Write out all of the entries again with "flowering plant" replaced by "blooming plant" everywhere it appears, changing nothing else. Leave the pictures out of your answer.

──────── Material for this exercise

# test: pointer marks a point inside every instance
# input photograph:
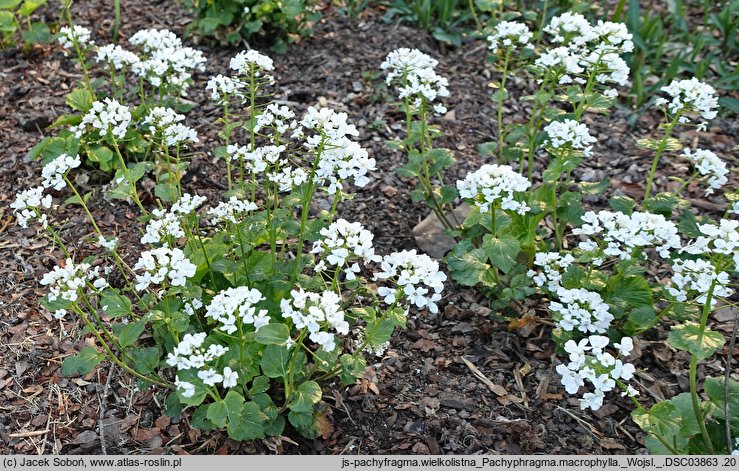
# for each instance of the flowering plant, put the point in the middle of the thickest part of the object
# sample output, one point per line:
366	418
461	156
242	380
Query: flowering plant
601	271
238	309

────────────────

■ Solution for this task ■
# test: pointer marks a point inside every instance
# input photograph:
# for each instance of the blooming plant, put the point in the middle of the thickest part of the object
# sample output, one point per line:
366	418
461	156
242	380
Query: blooming plant
601	271
238	309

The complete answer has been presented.